> **Texto em análise**:

——

Tudo isto torna difícil sistematizar os dados, mas é mais do que isso. É um exemplo – pequeno, mas real – do que correu pior em todo este processo, que foi a variedade de estilos e ritmos de resposta dos bispos e das dioceses. Eu sei que cada diocese é independente e que zelam muito por isso, mas teria feito sentido, num tema destes centralizarem as respostas e falarem a uma só voz.

E agora? A transparência continua?

Não está tudo feito (e estou a referir-me só à lista, nem estou a falar de tudo o resto que falta fazer). Neste momento ainda temos 4 casos de padres sobre quem foi pedida mais informação, mais dois casos que foram enviados para a diocese errada e ainda os casos dos padres desconhecidos que poderão eventualmente ser identificados com mais dados fornecidos pela Comissão. Agora que a atenção mediática vai começar a diminuir, será que as dioceses vão continuar com a política da transparência e manter a comunidade informada sobre os desenvolvimentos em relação a esses casos? Era muito importante que isso acontecesse.

E nesse sentido, sublinha-se que algumas das dioceses aproveitaram os seus comunicados para informar que alguns dos casos já tinham sido tratados processualmente, embora essa informação nunca tivesse sido pública. Claro que é bom que assim seja, mas porque é que isso não tinha sido tornado público antes?

Pode-se argumentar que a população em geral não tem nada que saber se um padre é acusado formalmente de um crime de abuso sexual ou não, que o que interessa é que a coisa seja tratada. Mas na Igreja os maiores prejuízos que têm sido causados por este escândalo não são só a existência de predadores, que sempre os haverá em qualquer sector da sociedade, mas sobretudo os encobrimentos. Ora, é muito mais fácil um bispo cair na tentação de encobrir um caso se não existir uma cultura de transparência total.

——

Entradas guardadas:
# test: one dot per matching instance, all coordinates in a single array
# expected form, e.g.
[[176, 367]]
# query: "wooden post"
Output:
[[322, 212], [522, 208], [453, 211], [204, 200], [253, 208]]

——

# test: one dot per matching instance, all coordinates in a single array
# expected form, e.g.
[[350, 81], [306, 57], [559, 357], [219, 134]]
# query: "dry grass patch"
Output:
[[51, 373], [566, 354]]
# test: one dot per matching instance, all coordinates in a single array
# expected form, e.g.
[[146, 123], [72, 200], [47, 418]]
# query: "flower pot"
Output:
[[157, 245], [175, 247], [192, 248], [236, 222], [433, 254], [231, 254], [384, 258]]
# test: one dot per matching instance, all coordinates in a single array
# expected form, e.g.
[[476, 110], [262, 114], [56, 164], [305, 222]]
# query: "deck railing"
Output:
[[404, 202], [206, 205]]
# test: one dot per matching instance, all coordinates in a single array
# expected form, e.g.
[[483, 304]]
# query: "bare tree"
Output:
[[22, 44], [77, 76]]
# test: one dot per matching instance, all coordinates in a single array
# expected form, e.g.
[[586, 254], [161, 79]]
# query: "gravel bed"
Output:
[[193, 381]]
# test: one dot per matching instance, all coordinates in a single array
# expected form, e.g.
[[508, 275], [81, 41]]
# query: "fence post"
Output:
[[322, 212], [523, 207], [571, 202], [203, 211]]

——

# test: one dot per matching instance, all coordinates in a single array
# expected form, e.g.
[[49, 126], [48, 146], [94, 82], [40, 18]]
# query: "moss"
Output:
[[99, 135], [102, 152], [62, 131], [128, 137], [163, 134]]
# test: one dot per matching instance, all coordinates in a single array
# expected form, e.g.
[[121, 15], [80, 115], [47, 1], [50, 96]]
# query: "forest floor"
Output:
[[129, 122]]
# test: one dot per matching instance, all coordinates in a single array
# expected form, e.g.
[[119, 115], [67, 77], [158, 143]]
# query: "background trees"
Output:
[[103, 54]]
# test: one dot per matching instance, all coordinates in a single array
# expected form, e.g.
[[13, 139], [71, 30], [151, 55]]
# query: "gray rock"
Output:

——

> **Problemas e tarefas**:
1. Reproduza o trecho do texto sobre a transparência das dioceses que começa em "E agora? A transparência" e termina após "que isso acontecesse.", alterando "padres" para "sacerdotes".
2. Prossiga o texto sobre a transparência das dioceses nos casos de abuso a partir da sua última frase.

> **Respostas às tarefas**:
1.
E agora? A transparência continua?

Não está tudo feito (e estou a referir-me só à lista, nem estou a falar de tudo o resto que falta fazer). Neste momento ainda temos 4 casos de sacerdotes sobre quem foi pedida mais informação, mais dois casos que foram enviados para a diocese errada e ainda os casos dos sacerdotes desconhecidos que poderão eventualmente ser identificados com mais dados fornecidos pela Comissão. Agora que a atenção mediática vai começar a diminuir, será que as dioceses vão continuar com a política da transparência e manter a comunidade informada sobre os desenvolvimentos em relação a esses casos? Era muito importante que isso acontecesse.

2.
Recentemente, algumas dioceses já adoptaram a prática de fazer comunicados quando um padre é alvo de uma acusação credível de abuso sexual, e nalguns casos divulgam mesmo o seu nome. Esta última questão é discutível, mas eu acho que é boa política, pois sendo muito duro para o padre, que pode vir a ser ilibado, não dizer o nome coloca todo o resto do clero sob suspeita.

O que se passou em Coimbra?

Um dos casos mais curiosos foi o que se passou com a lista entregue a Coimbra. Sem quaisquer informações sobre um dos padres na sua lista, a diocese pediu mais dados à Comissão, que prontamente os enviou. Na sequência, a diocese disse que tendo em conta esses dados tinha-se concluído que a situação não enquadrava qualquer tipo de abuso sexual, nem de menores, nem de outra espécie. Como é que isto acontece?

Uma possibilidade – e isto é uma suposição minha – é que seja um caso parecido com o que surge na página 236 do relatório, embora dificilmente seja especificamente o mesmo caso, por causa das datas:

Nascido na década de 30, M preencheu o inquérito online com a ajuda de um neto. Conta que, com 14 anos, foi uma vez confessar-se, numa igreja importante de uma cidade do Norte e o padre lhe fez perguntas «impróprias e sexuais. Disse: "já namoras? Já puseste as mãos nas maminhas da tua namorada? e nas coxinhas?" (…) Fui-me embora e nunca mais entrei numa Igreja.» Contou aos pais que lhe pediram «para não falar».   

Eu percebo que um caso destes esteja no relatório, se a pessoa ficou incomodada com o estilo da confissão, fez bem em falar do assunto, até porque já vimos que muitos dos abusos foram de facto insinuações e frases ditas nesse ambiente. Mas dificilmente este caso em particular configura uma situação de abuso sexual de menor.

Pode ter sido isto? Não sei, mas tendo a Comissão validado este testemunho, caso o nome do padre tenha sido divulgado, então deve estar na lista. Se não na de Coimbra, uma vez que não sabemos a diocese, então noutra qualquer.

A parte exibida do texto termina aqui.